REQUIRED WORK » Transcribe the listing below word for word, leaving out the pictures.

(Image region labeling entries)

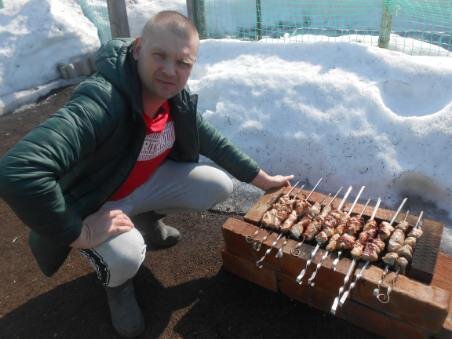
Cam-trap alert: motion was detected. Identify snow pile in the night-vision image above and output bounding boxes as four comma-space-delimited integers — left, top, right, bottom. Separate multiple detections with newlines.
127, 0, 187, 36
0, 0, 100, 114
189, 40, 452, 252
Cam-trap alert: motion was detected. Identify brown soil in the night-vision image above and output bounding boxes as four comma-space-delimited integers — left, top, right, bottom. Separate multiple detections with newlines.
0, 88, 374, 339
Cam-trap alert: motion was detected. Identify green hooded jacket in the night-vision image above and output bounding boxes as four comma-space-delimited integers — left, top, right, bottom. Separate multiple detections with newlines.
0, 39, 259, 276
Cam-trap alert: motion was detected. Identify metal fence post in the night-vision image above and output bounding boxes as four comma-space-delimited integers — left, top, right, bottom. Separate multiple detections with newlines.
256, 0, 262, 40
107, 0, 130, 38
378, 0, 393, 48
186, 0, 207, 39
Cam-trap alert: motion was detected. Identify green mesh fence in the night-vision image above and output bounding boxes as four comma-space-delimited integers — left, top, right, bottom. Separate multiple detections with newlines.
77, 0, 111, 44
193, 0, 452, 56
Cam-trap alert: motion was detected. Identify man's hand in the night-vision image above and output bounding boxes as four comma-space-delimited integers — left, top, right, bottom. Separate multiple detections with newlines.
71, 210, 134, 249
251, 170, 294, 191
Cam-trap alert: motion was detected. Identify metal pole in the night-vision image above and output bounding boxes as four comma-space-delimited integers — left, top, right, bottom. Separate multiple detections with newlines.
378, 0, 392, 48
256, 0, 262, 40
107, 0, 130, 38
186, 0, 207, 39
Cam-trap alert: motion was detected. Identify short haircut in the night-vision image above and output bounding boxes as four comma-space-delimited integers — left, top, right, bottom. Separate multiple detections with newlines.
141, 11, 199, 40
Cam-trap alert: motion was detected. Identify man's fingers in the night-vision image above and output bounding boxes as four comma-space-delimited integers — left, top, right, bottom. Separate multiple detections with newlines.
108, 210, 124, 218
114, 219, 134, 228
111, 226, 133, 234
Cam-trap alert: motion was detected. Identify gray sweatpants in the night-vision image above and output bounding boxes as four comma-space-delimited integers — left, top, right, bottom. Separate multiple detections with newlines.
80, 160, 233, 287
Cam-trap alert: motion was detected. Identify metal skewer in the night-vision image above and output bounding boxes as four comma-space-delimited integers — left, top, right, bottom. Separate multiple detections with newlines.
275, 178, 323, 259
251, 181, 300, 252
308, 186, 366, 287
377, 211, 424, 304
332, 199, 370, 272
296, 186, 353, 285
256, 185, 304, 269
290, 194, 334, 257
256, 178, 323, 269
373, 210, 410, 303
331, 198, 381, 314
339, 198, 408, 306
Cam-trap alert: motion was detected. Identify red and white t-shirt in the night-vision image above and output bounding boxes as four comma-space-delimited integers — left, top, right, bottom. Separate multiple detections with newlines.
110, 101, 176, 200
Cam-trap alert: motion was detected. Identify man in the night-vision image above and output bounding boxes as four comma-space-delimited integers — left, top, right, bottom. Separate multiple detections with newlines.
0, 11, 292, 337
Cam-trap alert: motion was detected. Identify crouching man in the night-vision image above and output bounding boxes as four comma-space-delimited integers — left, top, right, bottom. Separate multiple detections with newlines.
0, 11, 292, 337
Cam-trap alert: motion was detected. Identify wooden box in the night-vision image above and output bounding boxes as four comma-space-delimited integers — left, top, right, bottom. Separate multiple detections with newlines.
222, 188, 452, 338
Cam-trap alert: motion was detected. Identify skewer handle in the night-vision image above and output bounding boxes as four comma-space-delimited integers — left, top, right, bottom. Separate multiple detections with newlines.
331, 259, 356, 314
275, 238, 287, 259
296, 244, 320, 285
332, 251, 342, 272
339, 261, 370, 306
308, 251, 330, 287
256, 233, 282, 269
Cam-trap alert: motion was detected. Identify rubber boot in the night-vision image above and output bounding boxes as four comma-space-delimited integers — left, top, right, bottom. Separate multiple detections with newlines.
105, 279, 146, 338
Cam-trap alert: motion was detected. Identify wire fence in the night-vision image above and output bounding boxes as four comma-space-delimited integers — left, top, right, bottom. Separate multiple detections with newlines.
77, 0, 111, 44
192, 0, 452, 56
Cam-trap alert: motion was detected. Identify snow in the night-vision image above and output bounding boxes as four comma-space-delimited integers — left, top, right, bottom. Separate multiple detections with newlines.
127, 0, 187, 36
0, 0, 100, 114
189, 40, 452, 251
0, 0, 452, 254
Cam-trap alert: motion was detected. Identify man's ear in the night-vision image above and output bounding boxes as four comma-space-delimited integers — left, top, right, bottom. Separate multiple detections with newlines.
133, 37, 142, 60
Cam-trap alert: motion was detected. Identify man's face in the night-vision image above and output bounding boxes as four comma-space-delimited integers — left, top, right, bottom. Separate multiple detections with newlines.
134, 27, 199, 100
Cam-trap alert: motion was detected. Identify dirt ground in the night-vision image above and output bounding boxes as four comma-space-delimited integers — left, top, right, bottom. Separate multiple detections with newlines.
0, 88, 375, 339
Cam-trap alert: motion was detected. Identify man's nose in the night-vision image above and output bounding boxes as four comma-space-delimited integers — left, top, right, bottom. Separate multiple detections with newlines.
163, 60, 176, 77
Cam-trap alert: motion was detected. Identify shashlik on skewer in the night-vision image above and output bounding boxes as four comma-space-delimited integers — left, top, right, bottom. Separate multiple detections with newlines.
290, 191, 343, 257
245, 181, 300, 244
331, 198, 381, 314
339, 198, 408, 306
327, 199, 370, 271
296, 186, 353, 285
374, 211, 424, 304
275, 178, 324, 259
256, 178, 322, 268
251, 181, 304, 252
373, 211, 410, 299
308, 186, 366, 287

SOLUTION »
Cam-trap alert: motion was detected. Identify snow pile in the night-vision image above and output bounding boxes as four comma-space-delimited integers — left, top, right, bottom. Separate multiple detections with newlines.
127, 0, 187, 36
0, 0, 100, 114
189, 40, 452, 252
Cam-trap alert: motion was detected. Identify brown soil in the night-vision image above and output bounding boxes as four comma-space-delimited integers — left, top, right, bottom. Separate multiple detections with newlines.
0, 88, 374, 339
Cam-trap alert: motion was detected. Identify green hooded jacket in the night-vision image above and output bounding boxes as four comma-space-delimited integers — left, top, right, bottom. Separate multiple detections with newlines.
0, 39, 259, 276
Cam-trap alert: motion was detected. Identify metal fence post in the night-vision image above and output bounding boxes as four comma-space-delimited integers — left, top, right, bottom. Separate multiple detections with newlines.
256, 0, 262, 40
107, 0, 130, 38
378, 0, 393, 48
186, 0, 207, 39
Cam-trap alert: motion was detected. Identify green mesh fence in the night-vision image above and output bounding boxes as four comma-space-delimited integers — left, top, right, bottom. Separate multiple detections with newlines.
77, 0, 111, 44
193, 0, 452, 56
Cam-trap alert: motion was detected. Identify man's hand in the night-vision image above and output bounding boxes as four comma-space-delimited integers — left, top, right, bottom. Separate multiple detections with newlines.
71, 210, 134, 249
251, 170, 294, 191
Cam-trap alert: motion was detected. Identify metal pole in the night-vision image above and output bounding boxes as four comma-space-delimited integers — left, top, right, bottom. Separate multiple detections with newlines.
378, 0, 392, 48
256, 0, 262, 40
107, 0, 130, 38
186, 0, 207, 39
Cam-trap alert: motion was detected. Identify short haircut in the night-vision image above and output bounding boxes as four comma-space-delimited integers — left, top, right, bottom. Separate multiple detections with newlines.
141, 11, 199, 40
Cam-trap alert: motion was detected. Identify man's fingers in the night-vision image above and output bounding boxes as four comma-space-delimited integers — left, top, right, bottom. Separate multiple detections with newlines.
108, 210, 124, 218
114, 219, 134, 228
111, 226, 133, 234
Cam-trap alert: motion was detected. Identify gray sweatpants in the night-vision image above and output bounding boxes as four comma-space-delimited integers — left, top, right, bottom. Separate multiple detections with newlines.
80, 160, 233, 287
Cam-trap alert: motion was detected. Identify metal skewer in the night-vision image above and output bounding boxes as four comma-space-delimited integers — left, top, right, bottom. Separate multiple detections with newlines.
275, 178, 323, 259
251, 181, 300, 252
308, 186, 366, 287
377, 211, 424, 304
332, 199, 370, 272
296, 186, 353, 285
256, 185, 304, 269
290, 194, 334, 257
256, 178, 323, 269
373, 210, 410, 303
331, 198, 381, 314
339, 198, 408, 306
Cam-trap alert: motion was detected. Identify red and white t-shirt in the night-vision image above and output bounding boxes as four comma-space-delimited integers — left, top, right, bottom. Separate multiple detections with newlines.
110, 101, 176, 200
Cam-trap alert: motion was detected. Identify man in the night-vision image above and output bounding boxes as four comma-space-delimited integers — left, top, right, bottom. Separate multiple detections with newlines.
0, 11, 292, 337
Cam-trap alert: motion was detected. Identify crouching man in the night-vision image above and output bounding boxes as four comma-space-delimited integers — left, top, right, bottom. Separate multiple detections with newlines.
0, 11, 292, 337
Cam-trap alert: motion was detected. Identify wooden box in the night-vision image above and output bounding boxes as four comma-space-delimited integers — left, top, right, bottom. Separate multiple detections with newlines.
222, 188, 452, 338
Cam-trap alert: motion was detected. Identify skewer handle in the night-vision image above and output bounding boxes as four comma-space-delimited integers — left, top, right, bottom. Separate multiple detections with newlines.
331, 259, 356, 314
275, 238, 287, 259
296, 244, 320, 285
332, 251, 342, 272
339, 261, 370, 306
308, 251, 330, 287
256, 233, 282, 269
Cam-trap alert: motion was detected. Identify rubber boot in the night-vision image above and output bounding boxes as four comma-space-delimited integers — left, top, right, bottom. Separate multiple detections with newlines.
105, 279, 146, 338
Cam-trap alert: motion was detected. Identify wire fence in the night-vision image above and output bounding boxes as four comma-space-delimited integers — left, top, right, bottom. Separate multiple detections with newlines.
77, 0, 111, 44
192, 0, 452, 56
Cam-trap alert: motion was detected. Identify snow in the night-vision image above and output bounding boxes as four comma-space-delimited integers — left, top, right, bottom. Separate multiple detections with newlines.
127, 0, 187, 36
0, 0, 100, 114
189, 40, 452, 251
0, 0, 452, 254
Cam-trap alert: motion was detected. Identify man's ear in the night-vision image above and output bounding boxes as four comma-space-delimited integers — left, top, right, bottom. Separate multiple detections with newlines.
133, 37, 142, 60
Cam-trap alert: motion was detected. Identify man's face in the night-vision image above and output bounding boxes as four comma-space-delimited integers — left, top, right, bottom. Separate multiple detections with newlines.
134, 27, 199, 100
Cam-trap alert: motion was detected. Identify dirt ground in the night-vision image above and output bounding boxes as four comma-space-delimited integers — left, top, right, bottom. Separate multiple detections with newlines.
0, 88, 375, 339
Cam-trap alert: motion was detected. Identify man's nose in the night-vision image above and output bounding boxes as four comma-space-delimited integers — left, top, right, bottom. Separate multiple detections with newlines.
163, 60, 176, 77
Cam-trap alert: motion was detected. Identify shashlik on skewer in the night-vision image above and output bounding boxes as four comma-space-delimited integers — left, top, right, bottom. Separate multiple detections with newlines.
290, 191, 343, 257
245, 181, 300, 244
331, 198, 381, 314
339, 198, 408, 306
327, 199, 370, 271
296, 186, 353, 285
374, 211, 424, 304
275, 178, 324, 259
256, 178, 322, 268
251, 181, 304, 252
373, 211, 410, 299
308, 186, 366, 287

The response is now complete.